● **TASK TO COMPLETE**
Can you update the section of the filial responsibility laws piece that opens with the words containing "Typically, filial responsiblity" and closes with "judgment against him.", swapping "Pennsylvania" for "Ohio"?

FILIAL RESPONSIBILITY LAWS
Portia B. Scott, J.D., L.L.M. • September 6, 2021

A Reversal of Roles?

We all know that a parent has a financial obligation to support his or her minor child: child support. But, did you know that many states in the US can also impose on an adult child a responsiblibilty to support his or her parent? These are called “Filial Responsibility laws” and, before moving to such a state, it is good to understand how these laws work.


The logic of these law goes something like this: before all of the taxpayers should have the burden of providiing for impoverished adults, the law should look first to the children of the person seeking help from the state.


Typically, filial responsiblity laws are enforceable, though little attention is given to them. And then, in 2012, an impoverished woman who had been in full skilled nursing care in Pennsylvania was removed to Greece (the nation of her birth) which had soclialized medicine. The faciity was left with a huge, unpaid bill. The facility sued the adult son and got a judgment against him.

● **RECORD EXTRACTS**
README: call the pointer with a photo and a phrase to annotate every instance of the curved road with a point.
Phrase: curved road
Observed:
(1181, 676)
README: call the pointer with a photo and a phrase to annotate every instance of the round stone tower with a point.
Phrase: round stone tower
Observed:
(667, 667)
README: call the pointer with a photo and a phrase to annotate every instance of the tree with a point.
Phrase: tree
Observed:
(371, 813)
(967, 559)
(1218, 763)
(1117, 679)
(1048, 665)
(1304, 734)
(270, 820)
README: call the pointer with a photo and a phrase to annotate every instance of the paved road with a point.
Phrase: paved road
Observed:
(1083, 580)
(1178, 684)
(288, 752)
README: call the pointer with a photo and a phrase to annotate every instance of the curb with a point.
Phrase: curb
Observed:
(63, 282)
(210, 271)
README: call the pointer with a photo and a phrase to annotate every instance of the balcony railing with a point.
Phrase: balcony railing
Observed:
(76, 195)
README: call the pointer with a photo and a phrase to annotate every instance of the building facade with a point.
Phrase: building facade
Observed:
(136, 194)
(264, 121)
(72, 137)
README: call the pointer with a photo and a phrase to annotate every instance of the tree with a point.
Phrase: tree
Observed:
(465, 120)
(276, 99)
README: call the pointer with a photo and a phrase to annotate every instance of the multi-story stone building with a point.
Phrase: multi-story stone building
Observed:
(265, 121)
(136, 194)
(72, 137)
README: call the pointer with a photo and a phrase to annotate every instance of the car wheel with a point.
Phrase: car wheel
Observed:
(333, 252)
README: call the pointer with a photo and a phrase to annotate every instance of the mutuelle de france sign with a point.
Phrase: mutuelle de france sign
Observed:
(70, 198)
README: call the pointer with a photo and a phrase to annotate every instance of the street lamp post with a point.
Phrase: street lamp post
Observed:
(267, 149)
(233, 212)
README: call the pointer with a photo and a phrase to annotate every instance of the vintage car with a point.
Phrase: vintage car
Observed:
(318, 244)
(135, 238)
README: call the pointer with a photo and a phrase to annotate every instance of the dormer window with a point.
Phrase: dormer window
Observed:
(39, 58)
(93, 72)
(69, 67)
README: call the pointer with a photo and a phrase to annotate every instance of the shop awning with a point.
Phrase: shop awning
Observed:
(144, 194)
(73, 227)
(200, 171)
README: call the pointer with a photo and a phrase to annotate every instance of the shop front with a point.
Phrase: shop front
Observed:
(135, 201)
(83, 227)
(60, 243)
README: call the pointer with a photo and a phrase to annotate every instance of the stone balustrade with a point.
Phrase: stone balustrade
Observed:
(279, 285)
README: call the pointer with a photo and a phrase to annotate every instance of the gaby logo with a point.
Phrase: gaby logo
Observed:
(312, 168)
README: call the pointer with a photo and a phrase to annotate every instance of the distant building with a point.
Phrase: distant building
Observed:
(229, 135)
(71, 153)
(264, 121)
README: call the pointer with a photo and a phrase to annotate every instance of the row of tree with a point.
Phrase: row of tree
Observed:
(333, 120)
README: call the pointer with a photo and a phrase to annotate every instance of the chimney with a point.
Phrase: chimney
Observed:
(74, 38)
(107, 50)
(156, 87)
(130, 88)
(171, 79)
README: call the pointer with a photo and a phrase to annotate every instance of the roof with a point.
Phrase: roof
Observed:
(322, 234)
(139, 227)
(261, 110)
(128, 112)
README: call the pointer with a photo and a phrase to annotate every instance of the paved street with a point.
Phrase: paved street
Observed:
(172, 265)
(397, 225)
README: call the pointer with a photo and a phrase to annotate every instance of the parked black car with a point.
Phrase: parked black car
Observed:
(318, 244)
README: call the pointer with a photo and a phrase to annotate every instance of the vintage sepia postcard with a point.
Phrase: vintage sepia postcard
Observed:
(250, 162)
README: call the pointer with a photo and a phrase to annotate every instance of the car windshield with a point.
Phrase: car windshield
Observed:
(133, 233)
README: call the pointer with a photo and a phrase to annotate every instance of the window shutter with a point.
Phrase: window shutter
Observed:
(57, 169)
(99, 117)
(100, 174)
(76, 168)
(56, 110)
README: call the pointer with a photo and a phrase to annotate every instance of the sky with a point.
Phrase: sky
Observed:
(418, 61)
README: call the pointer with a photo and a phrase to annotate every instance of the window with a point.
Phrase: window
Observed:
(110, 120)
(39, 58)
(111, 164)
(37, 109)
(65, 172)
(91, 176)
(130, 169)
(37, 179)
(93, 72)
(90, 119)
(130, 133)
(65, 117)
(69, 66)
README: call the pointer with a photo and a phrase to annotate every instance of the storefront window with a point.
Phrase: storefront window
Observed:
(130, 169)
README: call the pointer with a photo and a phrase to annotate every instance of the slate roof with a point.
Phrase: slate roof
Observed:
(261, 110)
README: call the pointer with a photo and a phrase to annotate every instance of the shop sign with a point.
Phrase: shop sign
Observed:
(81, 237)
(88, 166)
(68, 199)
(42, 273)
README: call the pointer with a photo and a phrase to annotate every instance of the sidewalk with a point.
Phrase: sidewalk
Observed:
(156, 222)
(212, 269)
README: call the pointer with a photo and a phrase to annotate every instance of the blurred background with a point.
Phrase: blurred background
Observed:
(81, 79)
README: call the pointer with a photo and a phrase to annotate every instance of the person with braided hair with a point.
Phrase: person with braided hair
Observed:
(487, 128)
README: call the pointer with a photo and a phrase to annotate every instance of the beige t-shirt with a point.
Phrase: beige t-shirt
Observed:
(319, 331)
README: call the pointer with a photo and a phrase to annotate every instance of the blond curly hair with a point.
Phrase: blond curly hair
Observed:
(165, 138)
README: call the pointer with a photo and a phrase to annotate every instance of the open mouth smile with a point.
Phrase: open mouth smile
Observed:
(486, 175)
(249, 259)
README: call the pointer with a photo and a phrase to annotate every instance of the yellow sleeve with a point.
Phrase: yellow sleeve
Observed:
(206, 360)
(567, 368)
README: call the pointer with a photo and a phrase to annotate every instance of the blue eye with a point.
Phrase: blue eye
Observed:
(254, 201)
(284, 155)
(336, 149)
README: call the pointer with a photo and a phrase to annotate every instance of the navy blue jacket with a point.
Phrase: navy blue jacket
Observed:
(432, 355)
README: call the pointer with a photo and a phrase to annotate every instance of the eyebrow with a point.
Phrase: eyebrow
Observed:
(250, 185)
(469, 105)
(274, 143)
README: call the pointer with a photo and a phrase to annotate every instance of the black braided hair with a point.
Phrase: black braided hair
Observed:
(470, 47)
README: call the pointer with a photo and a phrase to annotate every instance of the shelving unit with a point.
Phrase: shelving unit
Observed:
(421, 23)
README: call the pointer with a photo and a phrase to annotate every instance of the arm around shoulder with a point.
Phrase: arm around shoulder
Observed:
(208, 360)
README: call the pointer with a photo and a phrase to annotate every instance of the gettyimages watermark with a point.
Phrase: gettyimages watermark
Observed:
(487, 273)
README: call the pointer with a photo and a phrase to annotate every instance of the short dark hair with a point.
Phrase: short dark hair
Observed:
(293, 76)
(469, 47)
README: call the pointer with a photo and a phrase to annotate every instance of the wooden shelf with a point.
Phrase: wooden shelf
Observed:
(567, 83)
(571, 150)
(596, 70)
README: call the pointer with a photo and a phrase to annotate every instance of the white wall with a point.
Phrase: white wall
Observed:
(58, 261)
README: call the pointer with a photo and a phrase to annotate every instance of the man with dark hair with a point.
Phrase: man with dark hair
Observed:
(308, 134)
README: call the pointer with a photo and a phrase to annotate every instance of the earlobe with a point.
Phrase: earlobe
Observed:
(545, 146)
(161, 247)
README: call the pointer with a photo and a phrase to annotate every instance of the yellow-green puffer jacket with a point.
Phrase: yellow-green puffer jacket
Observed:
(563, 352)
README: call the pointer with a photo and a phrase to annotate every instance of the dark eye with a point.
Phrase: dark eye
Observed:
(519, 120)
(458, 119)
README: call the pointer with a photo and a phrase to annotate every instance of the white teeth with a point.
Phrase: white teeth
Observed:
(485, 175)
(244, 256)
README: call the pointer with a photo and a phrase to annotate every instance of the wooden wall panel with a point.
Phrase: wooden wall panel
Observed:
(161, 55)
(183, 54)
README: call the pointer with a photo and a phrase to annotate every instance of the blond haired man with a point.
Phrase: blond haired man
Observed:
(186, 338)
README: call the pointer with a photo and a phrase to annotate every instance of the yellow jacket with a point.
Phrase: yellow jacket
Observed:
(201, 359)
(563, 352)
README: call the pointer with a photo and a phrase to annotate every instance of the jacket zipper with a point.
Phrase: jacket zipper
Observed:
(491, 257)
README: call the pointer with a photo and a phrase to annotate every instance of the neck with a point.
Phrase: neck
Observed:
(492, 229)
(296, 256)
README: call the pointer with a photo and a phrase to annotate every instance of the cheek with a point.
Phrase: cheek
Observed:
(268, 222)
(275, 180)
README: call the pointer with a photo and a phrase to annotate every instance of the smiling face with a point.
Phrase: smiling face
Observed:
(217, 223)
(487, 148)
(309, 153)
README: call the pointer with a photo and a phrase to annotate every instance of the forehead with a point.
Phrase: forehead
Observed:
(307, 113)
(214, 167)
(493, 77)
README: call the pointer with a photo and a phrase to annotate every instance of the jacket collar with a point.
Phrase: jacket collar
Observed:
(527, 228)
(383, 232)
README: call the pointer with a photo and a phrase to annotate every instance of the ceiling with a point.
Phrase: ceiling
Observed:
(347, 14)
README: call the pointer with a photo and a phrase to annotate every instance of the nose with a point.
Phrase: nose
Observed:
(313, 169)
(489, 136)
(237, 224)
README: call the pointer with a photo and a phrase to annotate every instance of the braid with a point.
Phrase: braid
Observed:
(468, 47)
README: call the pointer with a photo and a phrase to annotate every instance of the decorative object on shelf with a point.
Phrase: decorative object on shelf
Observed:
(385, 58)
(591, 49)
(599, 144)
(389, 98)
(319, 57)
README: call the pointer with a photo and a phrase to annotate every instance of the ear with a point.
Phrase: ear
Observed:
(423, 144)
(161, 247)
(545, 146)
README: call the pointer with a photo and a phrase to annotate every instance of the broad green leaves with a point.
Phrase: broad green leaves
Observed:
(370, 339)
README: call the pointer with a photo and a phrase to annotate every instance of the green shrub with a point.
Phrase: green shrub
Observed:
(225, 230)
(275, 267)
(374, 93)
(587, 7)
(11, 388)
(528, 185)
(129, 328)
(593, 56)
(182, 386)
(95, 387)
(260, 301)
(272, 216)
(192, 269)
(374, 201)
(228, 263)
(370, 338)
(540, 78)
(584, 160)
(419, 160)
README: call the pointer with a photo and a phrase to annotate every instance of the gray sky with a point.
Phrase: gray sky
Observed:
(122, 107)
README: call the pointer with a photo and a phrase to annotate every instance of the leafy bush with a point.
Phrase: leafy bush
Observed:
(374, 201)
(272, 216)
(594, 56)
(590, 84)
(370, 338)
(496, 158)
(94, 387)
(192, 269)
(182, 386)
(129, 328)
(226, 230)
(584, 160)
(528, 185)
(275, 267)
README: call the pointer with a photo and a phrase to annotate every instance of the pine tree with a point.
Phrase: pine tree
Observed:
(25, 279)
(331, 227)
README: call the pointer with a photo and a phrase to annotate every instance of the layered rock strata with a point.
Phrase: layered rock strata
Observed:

● **WRITTEN RESPONSE**
Typically, filial responsiblity laws are enforceable, though little attention is given to them. And then, in 2012, an impoverished woman who had been in full skilled nursing care in Ohio was removed to Greece (the nation of her birth) which had soclialized medicine. The faciity was left with a huge, unpaid bill. The facility sued the adult son and got a judgment against him.